■ Aim
Using the science fair text, answer these:
(a) About how many students entered this year's Science Fair?
(b) What cash award came with the DSES 1st prizes?
(c) About how many trees did Naomi Kruse take slices from?

■ Provided text
************

DSES was one of 43 organizations that sponsored special prizes. This year DSES sponsored 4 awards: 1st prizes and honorable mention awards, for both the Senior and Junior High School student categories. Our 1st prizes included an award of $50. This is our second year judging and sponsoring prizes.
DSES this year also supported a high school student, Xander Duvall, who is interested in astronomy and physics.
The DSES Judging and Prizes
Only about 60 students entered this year’s Science Fair, compared to about a hundred last year. Nonetheless, in our opinions, the projects were generally good and well-motivated. One could see the students’ hearts were in it. A number of projects were motivated with real concern for society. Many of the solutions were often quite innovative and truly pushing what had been done before. Even when the projects were not so far reaching, one could tell the students were trying things and learning from their experiences.
Bill and I decided on a 4-part grading system for judging. We wanted to keep this simple, straight forward and manageable, and meaningful. For each student we interviewed, we assigned a grade of 1 to 5 in each of these major areas:
How well they framed their problem
The quality of their data, which included quality of their testing and how they conducted their experiments.
The quality of their analysis, which included how thorough their work was and how well they were able to explain it.
The value added from their work: the general impact to society and science or engineering, and to their own development. A sub category of #4 included, if possible, the value added to the subject areas relevant to DSES work: i.e., astronomy, especially radio astronomy, and any of the engineering, computer, and science areas that enable that work, like data analysis and experimenting with antennas. Those topics are not necessarily easy to get into, and so we wanted to encourage and help young people get exposure to those topics.
We then used our grades as guides to holistically assess all of the students afterwards. In 5 to 10 minutes of interviewing each student, and looking at their work and presentations, it is a challenge to get an objective view of the full work. The quieter time afterwards gave us time to reflect more fully, and let impressions that were working in the background contribute and give us a fuller answer.
Our goal was to support the young people in developing their quality in all 4 of those areas. I think Bill and I were satisfied with the awards we decided on. There were many excellent projects and several of those were outstanding. We were special judges in our own defined special category. We couldn’t award to everyone that we thought worthy. But in our decisions, we indicated the strengths and qualities we wanted the young people to continue to develop for themselves. We interviewed 7 students in the Junior High School Division and 7 students in the Senior High School Division. We were impressed with and proud of all of the students we interviewed.
We decided on these awards:
Junior Outstanding: Naomi Kruse (6th grade) “I speak for the trees: Tree-ring analysis of pinus ponderosa to learn local climate history” . Naomi took slices from about 30 trees that were damaged in the Black Forest fire a few years ago. She systematically analyzed the tree rings and was able to correlate climate change well back into the 19th century.

************

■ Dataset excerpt
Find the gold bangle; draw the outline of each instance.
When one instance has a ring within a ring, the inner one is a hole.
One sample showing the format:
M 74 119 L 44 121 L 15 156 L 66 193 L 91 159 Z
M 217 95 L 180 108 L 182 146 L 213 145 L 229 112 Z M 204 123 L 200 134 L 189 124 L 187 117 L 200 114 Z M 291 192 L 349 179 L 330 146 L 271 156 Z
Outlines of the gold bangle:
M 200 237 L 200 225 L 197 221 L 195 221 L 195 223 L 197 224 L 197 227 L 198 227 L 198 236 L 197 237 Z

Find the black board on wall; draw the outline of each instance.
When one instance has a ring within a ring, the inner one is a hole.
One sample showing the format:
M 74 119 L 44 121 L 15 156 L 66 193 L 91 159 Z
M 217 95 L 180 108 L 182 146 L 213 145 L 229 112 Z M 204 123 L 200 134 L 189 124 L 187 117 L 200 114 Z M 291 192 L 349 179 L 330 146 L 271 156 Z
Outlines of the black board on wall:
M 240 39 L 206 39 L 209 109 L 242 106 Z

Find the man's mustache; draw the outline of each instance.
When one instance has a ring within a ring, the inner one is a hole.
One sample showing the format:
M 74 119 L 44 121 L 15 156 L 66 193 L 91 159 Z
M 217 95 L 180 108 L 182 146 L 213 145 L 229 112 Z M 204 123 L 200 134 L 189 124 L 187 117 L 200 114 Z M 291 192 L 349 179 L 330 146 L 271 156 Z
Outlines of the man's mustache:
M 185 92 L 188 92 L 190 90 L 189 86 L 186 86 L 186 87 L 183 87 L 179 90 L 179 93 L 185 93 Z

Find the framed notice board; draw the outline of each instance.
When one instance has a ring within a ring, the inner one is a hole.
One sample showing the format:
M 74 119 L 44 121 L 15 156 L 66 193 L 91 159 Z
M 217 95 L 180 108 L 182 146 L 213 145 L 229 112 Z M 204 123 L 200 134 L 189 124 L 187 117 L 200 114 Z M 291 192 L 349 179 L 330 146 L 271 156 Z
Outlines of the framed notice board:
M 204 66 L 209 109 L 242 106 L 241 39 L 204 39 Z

************

■ Problem solution
(a) About 60 students.
(b) $50.
(c) About 30 trees.